» **EXTRACT PROVIDED**:
■ ■ ■ ■
A People's Decision
April 28, 2004
By H.E. Tassos Papadopoulos
The rejection of the Annan plan is no victory for
anyone. I regret that the Plan presented to us did not
allow both communities to respond positively. It is no
secret that the United Nations, the European Union, and
other countries want a solution [on Cyprus] as quickly
as possible. But this solution is to be judged by the
people here – we will live with it. All of us want a
solution, but we want in addition [it to be] a viable
solution.
I should emphasize
that the Greek-Cypriots have not rejected the solution of the Cyprus
problem. They are not turning their backs on their Turkish-Cypriot
compatriots. They have rejected this particular solution on offer – for
obvious reasons. But mainly because, among other things, they did not
believe that this solution provides the necessary safeguards for its full
implementation in the depth of time; or is the best for the common interest
of Greek-Cypriots and Turkish-Cypriots, ensuring a functional and,
therefore, viable solution. The only real beneficiary of this plan would
have been Turkey.
■ ■ ■ ■
» **DATASET EXCERPTS**:
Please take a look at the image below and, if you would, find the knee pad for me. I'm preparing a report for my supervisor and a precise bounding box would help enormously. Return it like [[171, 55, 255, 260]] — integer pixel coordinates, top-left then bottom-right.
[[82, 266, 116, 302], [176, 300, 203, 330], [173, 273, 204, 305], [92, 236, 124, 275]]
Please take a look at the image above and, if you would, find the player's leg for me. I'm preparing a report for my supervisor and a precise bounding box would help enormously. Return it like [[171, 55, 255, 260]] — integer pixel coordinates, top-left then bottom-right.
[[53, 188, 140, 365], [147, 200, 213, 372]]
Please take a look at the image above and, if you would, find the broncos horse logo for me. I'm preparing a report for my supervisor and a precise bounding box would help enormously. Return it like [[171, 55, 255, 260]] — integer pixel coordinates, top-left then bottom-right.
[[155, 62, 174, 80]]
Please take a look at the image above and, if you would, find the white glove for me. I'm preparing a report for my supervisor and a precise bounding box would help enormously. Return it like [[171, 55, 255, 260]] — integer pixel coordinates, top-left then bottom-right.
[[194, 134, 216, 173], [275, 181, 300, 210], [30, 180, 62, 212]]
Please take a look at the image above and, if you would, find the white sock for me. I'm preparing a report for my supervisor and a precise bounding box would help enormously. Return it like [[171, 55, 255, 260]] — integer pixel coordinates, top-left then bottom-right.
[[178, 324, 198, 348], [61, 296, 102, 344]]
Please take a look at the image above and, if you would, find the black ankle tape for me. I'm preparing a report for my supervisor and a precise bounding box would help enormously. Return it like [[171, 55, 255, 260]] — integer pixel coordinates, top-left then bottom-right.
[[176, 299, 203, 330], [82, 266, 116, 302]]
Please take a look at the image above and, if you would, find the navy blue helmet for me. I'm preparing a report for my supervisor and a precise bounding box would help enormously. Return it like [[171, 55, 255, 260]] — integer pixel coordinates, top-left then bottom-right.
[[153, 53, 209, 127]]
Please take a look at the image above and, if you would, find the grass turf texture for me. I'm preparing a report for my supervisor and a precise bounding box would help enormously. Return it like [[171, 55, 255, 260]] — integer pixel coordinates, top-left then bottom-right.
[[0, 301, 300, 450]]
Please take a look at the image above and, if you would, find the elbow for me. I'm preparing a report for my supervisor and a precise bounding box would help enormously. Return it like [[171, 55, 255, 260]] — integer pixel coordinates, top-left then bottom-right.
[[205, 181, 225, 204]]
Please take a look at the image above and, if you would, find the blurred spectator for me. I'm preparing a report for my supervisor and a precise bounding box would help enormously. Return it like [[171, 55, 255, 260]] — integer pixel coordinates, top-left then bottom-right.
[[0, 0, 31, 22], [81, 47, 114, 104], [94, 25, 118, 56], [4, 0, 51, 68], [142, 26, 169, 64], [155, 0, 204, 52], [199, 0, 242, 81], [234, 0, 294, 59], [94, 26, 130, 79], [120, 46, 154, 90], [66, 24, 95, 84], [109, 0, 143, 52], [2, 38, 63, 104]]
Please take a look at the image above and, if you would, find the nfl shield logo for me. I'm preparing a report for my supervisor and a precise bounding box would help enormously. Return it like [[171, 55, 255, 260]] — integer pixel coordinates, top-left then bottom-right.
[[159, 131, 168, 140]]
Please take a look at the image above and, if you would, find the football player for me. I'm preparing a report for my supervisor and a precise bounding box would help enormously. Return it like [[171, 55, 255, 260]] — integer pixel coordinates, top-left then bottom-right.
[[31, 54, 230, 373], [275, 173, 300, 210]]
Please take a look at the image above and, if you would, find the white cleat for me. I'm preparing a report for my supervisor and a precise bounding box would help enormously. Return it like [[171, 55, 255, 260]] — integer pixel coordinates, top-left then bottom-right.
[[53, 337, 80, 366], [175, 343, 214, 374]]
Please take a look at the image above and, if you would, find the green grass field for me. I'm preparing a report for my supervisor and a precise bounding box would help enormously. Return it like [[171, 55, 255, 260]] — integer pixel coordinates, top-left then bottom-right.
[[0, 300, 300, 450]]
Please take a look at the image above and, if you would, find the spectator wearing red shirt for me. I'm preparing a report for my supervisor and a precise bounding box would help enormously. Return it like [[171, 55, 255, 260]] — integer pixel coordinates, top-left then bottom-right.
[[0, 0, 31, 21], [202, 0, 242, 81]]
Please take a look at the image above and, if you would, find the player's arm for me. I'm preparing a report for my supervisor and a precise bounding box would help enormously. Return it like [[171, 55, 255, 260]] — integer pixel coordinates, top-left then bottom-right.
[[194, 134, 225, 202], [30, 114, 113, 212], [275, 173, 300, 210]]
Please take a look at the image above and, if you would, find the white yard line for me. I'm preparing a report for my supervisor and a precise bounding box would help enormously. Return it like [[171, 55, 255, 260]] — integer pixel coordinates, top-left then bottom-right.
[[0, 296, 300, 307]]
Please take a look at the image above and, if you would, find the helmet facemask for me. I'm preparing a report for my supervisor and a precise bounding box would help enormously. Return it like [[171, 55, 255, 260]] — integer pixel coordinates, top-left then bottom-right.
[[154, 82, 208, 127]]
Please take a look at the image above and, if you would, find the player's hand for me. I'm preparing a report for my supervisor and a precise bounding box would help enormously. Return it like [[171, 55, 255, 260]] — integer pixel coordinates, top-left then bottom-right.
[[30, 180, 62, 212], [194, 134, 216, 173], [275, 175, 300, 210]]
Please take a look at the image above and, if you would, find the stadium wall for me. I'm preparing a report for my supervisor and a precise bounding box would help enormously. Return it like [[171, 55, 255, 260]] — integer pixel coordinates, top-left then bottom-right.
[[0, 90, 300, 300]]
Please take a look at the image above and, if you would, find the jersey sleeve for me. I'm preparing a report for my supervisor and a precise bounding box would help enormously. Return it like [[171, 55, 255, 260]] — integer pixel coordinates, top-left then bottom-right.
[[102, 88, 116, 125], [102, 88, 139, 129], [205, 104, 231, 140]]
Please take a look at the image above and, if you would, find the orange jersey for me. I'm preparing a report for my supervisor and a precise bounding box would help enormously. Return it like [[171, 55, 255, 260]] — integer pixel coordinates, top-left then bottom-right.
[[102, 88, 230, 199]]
■ ■ ■ ■
» **EXERCISE TASKS**:
a) Reproduce the passage of the opinion piece on the Annan plan starting with "I should emphasize" and going on through "have been Turkey.".
b) List every organization and country the opinion piece on the Annan plan mentions by name.
The entries come from a separate source and are not connected to the opinion piece on the Annan plan.

» **EXERCISE RESPONSES**:
a)
I should emphasize
that the Greek-Cypriots have not rejected the solution of the Cyprus
problem. They are not turning their backs on their Turkish-Cypriot
compatriots. They have rejected this particular solution on offer – for
obvious reasons. But mainly because, among other things, they did not
believe that this solution provides the necessary safeguards for its full
implementation in the depth of time; or is the best for the common interest
of Greek-Cypriots and Turkish-Cypriots, ensuring a functional and,
therefore, viable solution. The only real beneficiary of this plan would
have been Turkey.

b)
United Nations
European Union
Cyprus
Turkey